- [The exercise] Transcribe the records below exactly as they appear, omitting any pictures.

>> START Records for the task

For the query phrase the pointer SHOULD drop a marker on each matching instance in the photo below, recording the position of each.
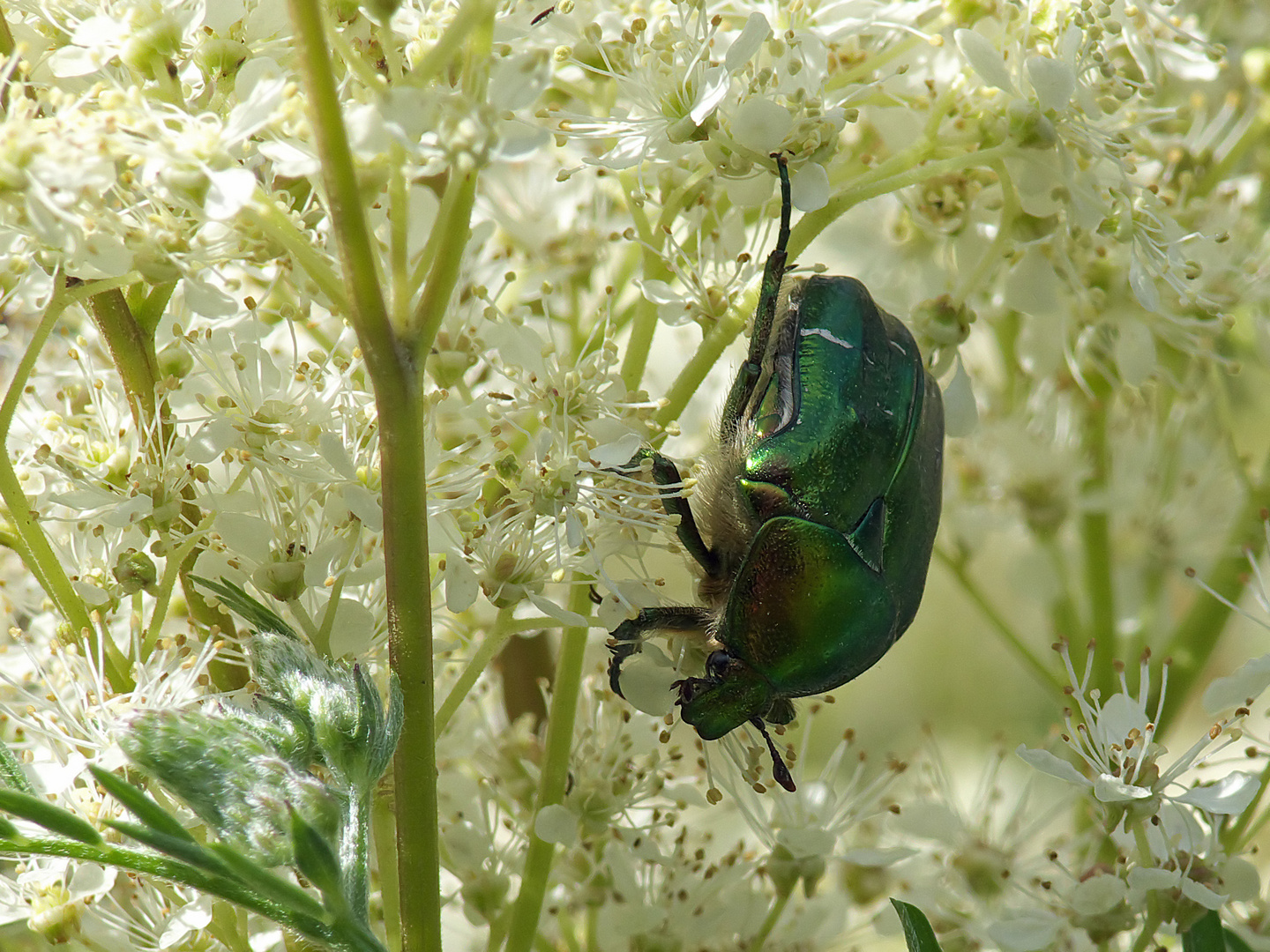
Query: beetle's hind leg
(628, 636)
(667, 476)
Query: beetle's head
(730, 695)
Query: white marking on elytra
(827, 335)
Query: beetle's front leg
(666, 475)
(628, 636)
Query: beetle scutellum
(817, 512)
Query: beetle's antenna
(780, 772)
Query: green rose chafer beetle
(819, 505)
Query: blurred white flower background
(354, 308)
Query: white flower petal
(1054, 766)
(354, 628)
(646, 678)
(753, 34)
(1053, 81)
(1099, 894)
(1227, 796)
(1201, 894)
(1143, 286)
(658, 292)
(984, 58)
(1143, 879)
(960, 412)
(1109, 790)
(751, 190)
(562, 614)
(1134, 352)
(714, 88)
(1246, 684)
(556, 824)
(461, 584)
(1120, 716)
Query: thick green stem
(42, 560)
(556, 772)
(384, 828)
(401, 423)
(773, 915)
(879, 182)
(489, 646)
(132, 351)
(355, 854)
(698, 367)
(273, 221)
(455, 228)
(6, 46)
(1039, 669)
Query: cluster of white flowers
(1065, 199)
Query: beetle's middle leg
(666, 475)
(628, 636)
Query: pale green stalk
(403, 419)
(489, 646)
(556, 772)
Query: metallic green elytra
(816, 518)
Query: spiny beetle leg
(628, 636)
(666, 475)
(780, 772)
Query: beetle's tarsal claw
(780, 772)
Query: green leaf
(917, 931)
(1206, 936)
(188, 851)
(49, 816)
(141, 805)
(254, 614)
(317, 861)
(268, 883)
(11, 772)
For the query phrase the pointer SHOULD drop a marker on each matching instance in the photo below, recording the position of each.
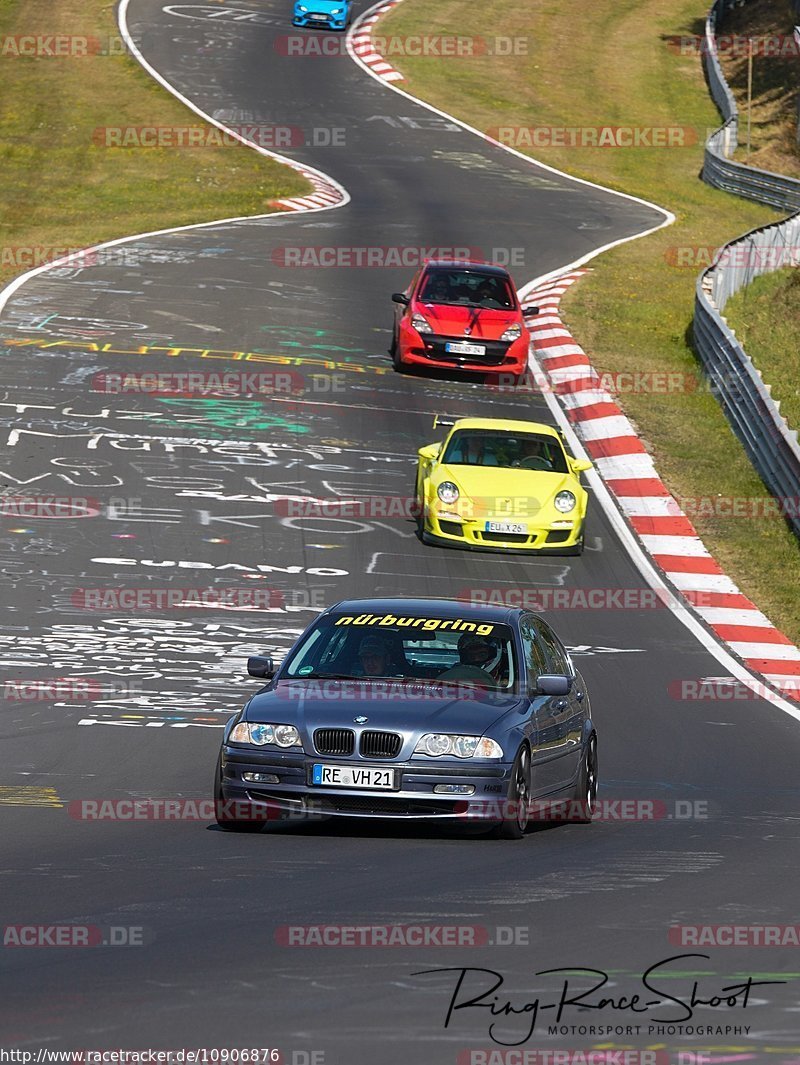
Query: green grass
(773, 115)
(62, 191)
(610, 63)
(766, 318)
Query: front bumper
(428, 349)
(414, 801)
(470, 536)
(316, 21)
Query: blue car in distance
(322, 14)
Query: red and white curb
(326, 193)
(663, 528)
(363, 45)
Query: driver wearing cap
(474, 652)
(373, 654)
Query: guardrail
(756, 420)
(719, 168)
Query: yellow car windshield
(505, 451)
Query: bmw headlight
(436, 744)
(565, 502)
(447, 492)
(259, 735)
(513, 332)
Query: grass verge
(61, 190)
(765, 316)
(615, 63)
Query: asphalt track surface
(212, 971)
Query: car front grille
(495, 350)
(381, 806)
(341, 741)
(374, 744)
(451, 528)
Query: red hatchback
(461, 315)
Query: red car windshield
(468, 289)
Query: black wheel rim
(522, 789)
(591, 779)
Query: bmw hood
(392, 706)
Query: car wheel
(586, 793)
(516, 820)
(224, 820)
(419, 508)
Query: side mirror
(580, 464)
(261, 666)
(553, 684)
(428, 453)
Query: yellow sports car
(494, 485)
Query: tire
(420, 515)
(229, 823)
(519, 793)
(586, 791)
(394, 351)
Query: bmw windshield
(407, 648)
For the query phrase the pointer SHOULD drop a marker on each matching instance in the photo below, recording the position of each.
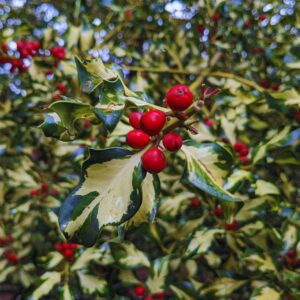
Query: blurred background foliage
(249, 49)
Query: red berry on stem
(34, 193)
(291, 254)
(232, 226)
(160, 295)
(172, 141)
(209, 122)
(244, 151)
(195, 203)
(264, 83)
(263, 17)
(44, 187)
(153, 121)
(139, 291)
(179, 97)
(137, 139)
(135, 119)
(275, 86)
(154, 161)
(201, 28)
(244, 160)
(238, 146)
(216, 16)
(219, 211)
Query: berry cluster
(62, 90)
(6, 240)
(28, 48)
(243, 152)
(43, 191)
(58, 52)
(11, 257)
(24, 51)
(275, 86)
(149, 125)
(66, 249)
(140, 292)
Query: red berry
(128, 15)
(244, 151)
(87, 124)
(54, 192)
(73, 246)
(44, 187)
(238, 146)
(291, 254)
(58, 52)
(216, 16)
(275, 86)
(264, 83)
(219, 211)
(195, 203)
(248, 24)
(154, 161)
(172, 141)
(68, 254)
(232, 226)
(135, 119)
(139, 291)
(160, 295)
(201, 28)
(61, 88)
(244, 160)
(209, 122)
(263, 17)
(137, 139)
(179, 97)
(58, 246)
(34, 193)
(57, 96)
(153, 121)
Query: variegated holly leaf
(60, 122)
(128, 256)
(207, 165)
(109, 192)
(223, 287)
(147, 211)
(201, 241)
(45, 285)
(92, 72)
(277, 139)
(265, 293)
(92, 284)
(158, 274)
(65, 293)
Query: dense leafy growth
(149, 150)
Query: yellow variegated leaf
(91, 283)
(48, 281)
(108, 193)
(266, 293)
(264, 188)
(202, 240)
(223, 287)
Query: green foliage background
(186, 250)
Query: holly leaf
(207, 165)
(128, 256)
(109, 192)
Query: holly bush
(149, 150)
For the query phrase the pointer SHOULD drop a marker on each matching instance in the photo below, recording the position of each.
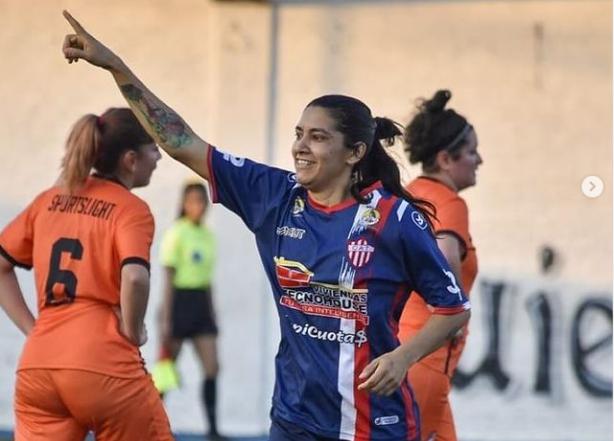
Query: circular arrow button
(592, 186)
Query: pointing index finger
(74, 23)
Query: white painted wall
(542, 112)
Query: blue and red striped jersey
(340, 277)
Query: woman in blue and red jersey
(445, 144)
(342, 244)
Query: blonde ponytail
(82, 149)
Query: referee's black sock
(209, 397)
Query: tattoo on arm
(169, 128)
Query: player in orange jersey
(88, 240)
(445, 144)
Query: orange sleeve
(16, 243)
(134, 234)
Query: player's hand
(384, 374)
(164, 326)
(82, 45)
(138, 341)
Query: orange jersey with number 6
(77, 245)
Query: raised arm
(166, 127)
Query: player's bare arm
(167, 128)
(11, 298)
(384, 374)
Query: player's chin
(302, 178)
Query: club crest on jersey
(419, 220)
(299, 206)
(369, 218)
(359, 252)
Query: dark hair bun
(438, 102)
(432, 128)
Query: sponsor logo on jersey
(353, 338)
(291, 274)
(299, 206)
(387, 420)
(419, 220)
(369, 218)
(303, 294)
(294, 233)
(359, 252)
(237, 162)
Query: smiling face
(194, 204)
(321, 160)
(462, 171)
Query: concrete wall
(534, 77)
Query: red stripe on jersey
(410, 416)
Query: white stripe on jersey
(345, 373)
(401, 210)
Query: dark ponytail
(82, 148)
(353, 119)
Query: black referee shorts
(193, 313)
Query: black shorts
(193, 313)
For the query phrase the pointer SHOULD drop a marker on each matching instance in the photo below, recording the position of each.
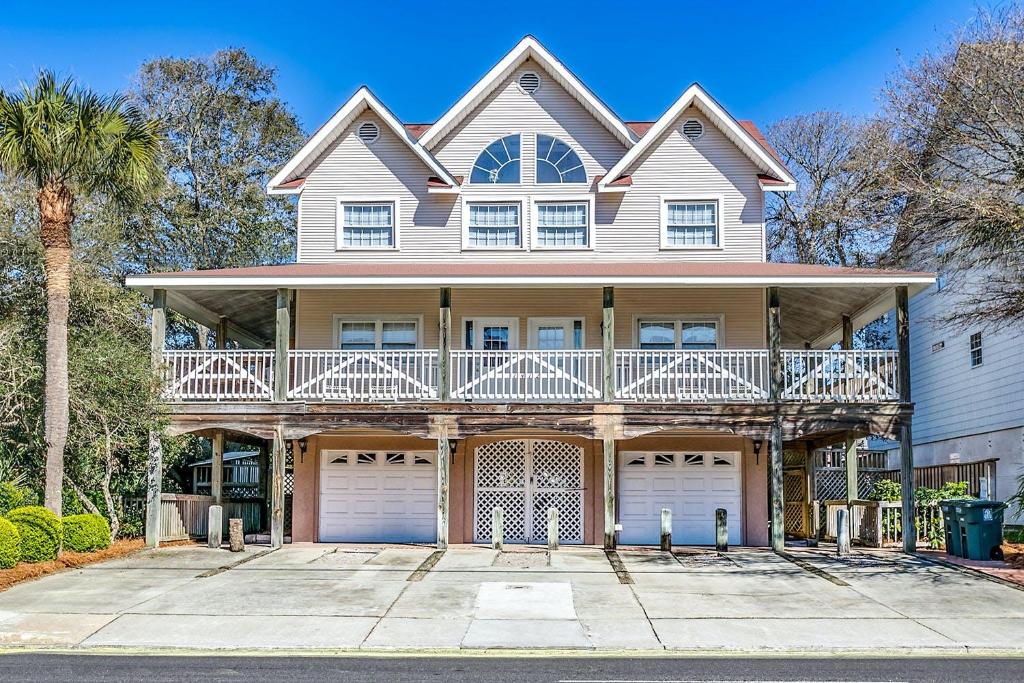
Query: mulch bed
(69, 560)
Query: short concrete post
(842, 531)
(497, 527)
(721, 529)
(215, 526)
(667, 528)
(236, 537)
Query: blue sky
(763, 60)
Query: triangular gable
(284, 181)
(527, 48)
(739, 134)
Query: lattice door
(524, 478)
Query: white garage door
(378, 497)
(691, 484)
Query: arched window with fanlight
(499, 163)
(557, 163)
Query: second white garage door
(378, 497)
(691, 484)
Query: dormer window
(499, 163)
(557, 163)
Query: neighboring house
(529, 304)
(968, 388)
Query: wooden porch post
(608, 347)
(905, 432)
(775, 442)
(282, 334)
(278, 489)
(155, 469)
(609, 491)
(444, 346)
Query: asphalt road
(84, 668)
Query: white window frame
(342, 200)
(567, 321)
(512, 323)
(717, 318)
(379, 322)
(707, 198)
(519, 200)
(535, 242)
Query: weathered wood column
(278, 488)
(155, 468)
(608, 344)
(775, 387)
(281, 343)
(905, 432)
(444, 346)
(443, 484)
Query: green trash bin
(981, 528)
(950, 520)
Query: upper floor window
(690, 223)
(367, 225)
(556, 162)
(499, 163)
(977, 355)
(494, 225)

>> END Records for the task

- [Solution below]
For the query phrase the pointer SHOULD drop a marker on each matching instance in the photo below, recording the position of each.
Query: beetle's hind leg
(628, 636)
(667, 476)
Query: beetle's head
(730, 695)
Query: white marking on elytra
(827, 335)
Query: beetle's front leg
(666, 475)
(628, 636)
Query: beetle scutellum
(817, 512)
Query: beetle's antenna
(780, 772)
Query: green rose chafer beetle
(819, 505)
Query: blurred white flower background
(354, 308)
Query: white flower petal
(1054, 766)
(354, 628)
(646, 678)
(753, 34)
(1053, 81)
(1099, 894)
(1227, 796)
(1201, 894)
(1143, 286)
(658, 292)
(984, 58)
(1143, 879)
(960, 412)
(1109, 790)
(751, 190)
(562, 614)
(1134, 352)
(714, 88)
(1246, 684)
(556, 824)
(461, 584)
(1120, 716)
Query: thick green stem
(42, 560)
(556, 772)
(384, 828)
(401, 423)
(773, 915)
(879, 182)
(489, 646)
(132, 351)
(355, 854)
(698, 367)
(273, 221)
(455, 228)
(6, 46)
(1039, 669)
Query: cluster of white flowers
(1065, 199)
Query: beetle's middle leg
(666, 475)
(628, 636)
Query: pale green stalk
(403, 419)
(489, 646)
(556, 772)
Query: metallic green elytra
(816, 518)
Query: spiny beetle leg
(628, 636)
(666, 475)
(780, 772)
Query: beetle's tarsal claw
(780, 772)
Query: green leaf
(917, 931)
(1206, 936)
(188, 851)
(49, 816)
(141, 805)
(254, 614)
(317, 861)
(268, 883)
(11, 772)
For the query phrase the pointer SHOULD drop a marker on each matching instance in the photo below, recording the position of each.
Query: green grass
(773, 115)
(62, 191)
(610, 63)
(766, 318)
Query: front bumper
(428, 349)
(414, 801)
(470, 536)
(316, 21)
Query: blue car in distance
(322, 14)
Query: red and white curb
(326, 193)
(663, 528)
(363, 45)
Query: driver wearing cap
(474, 652)
(373, 654)
Query: guardrail
(756, 420)
(719, 168)
Query: yellow car windshield
(505, 451)
Query: bmw headlight
(436, 744)
(565, 502)
(447, 492)
(259, 735)
(513, 332)
Query: grass verge
(61, 190)
(765, 316)
(615, 63)
Query: asphalt track surface
(212, 971)
Query: car front grille
(495, 350)
(381, 806)
(341, 741)
(374, 744)
(451, 528)
Query: red hatchback
(461, 315)
Query: red car windshield
(468, 289)
Query: black wheel rim
(522, 789)
(591, 779)
Query: bmw hood
(392, 706)
Query: car wheel
(586, 793)
(516, 820)
(224, 820)
(419, 508)
Query: side mirror
(580, 464)
(261, 666)
(553, 684)
(428, 453)
Query: yellow sports car
(494, 485)
Query: tire
(420, 515)
(229, 823)
(519, 793)
(586, 791)
(394, 351)
Query: bmw windshield
(407, 648)
For the query phrase the pointer SHOULD drop a marker on each matching instance in the photo below, recording the position of each.
Query: blurred background foliage
(249, 49)
Query: red berry on stem
(34, 193)
(291, 254)
(232, 226)
(160, 295)
(172, 141)
(209, 122)
(244, 151)
(195, 203)
(264, 83)
(263, 17)
(44, 187)
(153, 121)
(139, 291)
(179, 97)
(137, 139)
(135, 119)
(275, 86)
(154, 161)
(201, 28)
(244, 160)
(238, 146)
(216, 16)
(219, 211)
Query: berry cluster
(62, 90)
(6, 240)
(28, 48)
(243, 152)
(43, 191)
(58, 52)
(11, 257)
(24, 51)
(275, 86)
(149, 125)
(66, 249)
(140, 292)
Query: red berry
(128, 15)
(244, 151)
(87, 124)
(54, 192)
(73, 246)
(44, 187)
(238, 146)
(291, 254)
(58, 52)
(216, 16)
(275, 86)
(264, 83)
(219, 211)
(195, 203)
(248, 24)
(154, 161)
(172, 141)
(68, 254)
(232, 226)
(135, 119)
(139, 291)
(160, 295)
(201, 28)
(61, 88)
(244, 160)
(209, 122)
(263, 17)
(137, 139)
(179, 97)
(58, 246)
(34, 193)
(57, 96)
(153, 121)
Query: variegated holly leaf
(60, 122)
(128, 256)
(207, 165)
(109, 192)
(223, 287)
(147, 211)
(201, 241)
(45, 285)
(92, 72)
(277, 139)
(265, 293)
(92, 284)
(158, 274)
(65, 293)
Query: dense leafy growth
(149, 150)
Query: yellow variegated leaf
(91, 283)
(48, 281)
(108, 193)
(266, 293)
(264, 188)
(202, 240)
(223, 287)
Query: green foliage background
(186, 250)
Query: holly leaf
(207, 165)
(128, 256)
(109, 192)
Query: holly bush
(149, 150)
For the query phrase the pointer SHOULD drop a marker on each matching instance in the photo below, recording the position of each.
Query: circular arrow button
(592, 186)
Query: pointing index finger
(74, 23)
Query: white painted wall
(542, 112)
Query: blue and red striped jersey
(340, 277)
Query: woman in blue and red jersey
(445, 144)
(342, 244)
Query: blonde ponytail
(82, 149)
Query: referee's black sock
(209, 397)
Query: tattoo on arm
(169, 128)
Query: player in orange jersey
(88, 240)
(445, 144)
Query: orange sleeve
(16, 243)
(134, 234)
Query: player's hand
(384, 374)
(164, 326)
(82, 45)
(138, 341)
Query: orange jersey with number 6
(77, 245)
Query: raised arm
(166, 127)
Query: player's bare arm
(167, 128)
(11, 298)
(384, 374)
Query: player's chin
(302, 178)
Query: club crest on jersey
(419, 220)
(299, 206)
(369, 218)
(359, 252)
Query: dark hair bun
(438, 102)
(432, 128)
Query: sponsor logo on jersey
(353, 338)
(291, 274)
(299, 206)
(387, 420)
(419, 220)
(369, 218)
(303, 294)
(294, 233)
(359, 252)
(237, 162)
Query: smiling face
(194, 204)
(321, 160)
(462, 171)
Query: concrete wall
(534, 77)
Query: red stripe on jersey
(410, 416)
Query: white stripe on jersey
(345, 373)
(401, 210)
Query: dark ponytail
(82, 148)
(353, 119)
Query: black referee shorts
(193, 313)
Query: black shorts
(193, 313)
For the query phrase the pointer SHOULD drop a marker on each matching instance in the photo below, recording the position of each.
Query: mulch bed
(69, 560)
Query: short concrete post
(842, 531)
(497, 527)
(721, 529)
(215, 526)
(667, 528)
(236, 537)
Query: blue sky
(763, 60)
Query: triangular gable
(284, 181)
(527, 48)
(739, 134)
Query: lattice door
(524, 478)
Query: white garage door
(378, 497)
(691, 484)
Query: arched window with fanlight
(499, 163)
(557, 163)
Query: second white garage door
(378, 497)
(691, 484)
Query: dormer window
(499, 163)
(557, 163)
Query: neighboring house
(529, 304)
(968, 388)
Query: wooden porch post
(608, 347)
(905, 432)
(775, 442)
(282, 334)
(278, 489)
(155, 469)
(609, 491)
(444, 346)
Query: asphalt road
(84, 668)
Query: white window frame
(342, 200)
(567, 321)
(512, 323)
(717, 318)
(379, 322)
(707, 198)
(519, 200)
(535, 242)
Query: weathered wood column
(278, 488)
(155, 468)
(608, 344)
(775, 387)
(281, 343)
(905, 432)
(444, 346)
(443, 484)
Query: green trash bin
(981, 528)
(950, 520)
Query: upper floor window
(690, 223)
(367, 225)
(556, 162)
(499, 163)
(977, 355)
(494, 225)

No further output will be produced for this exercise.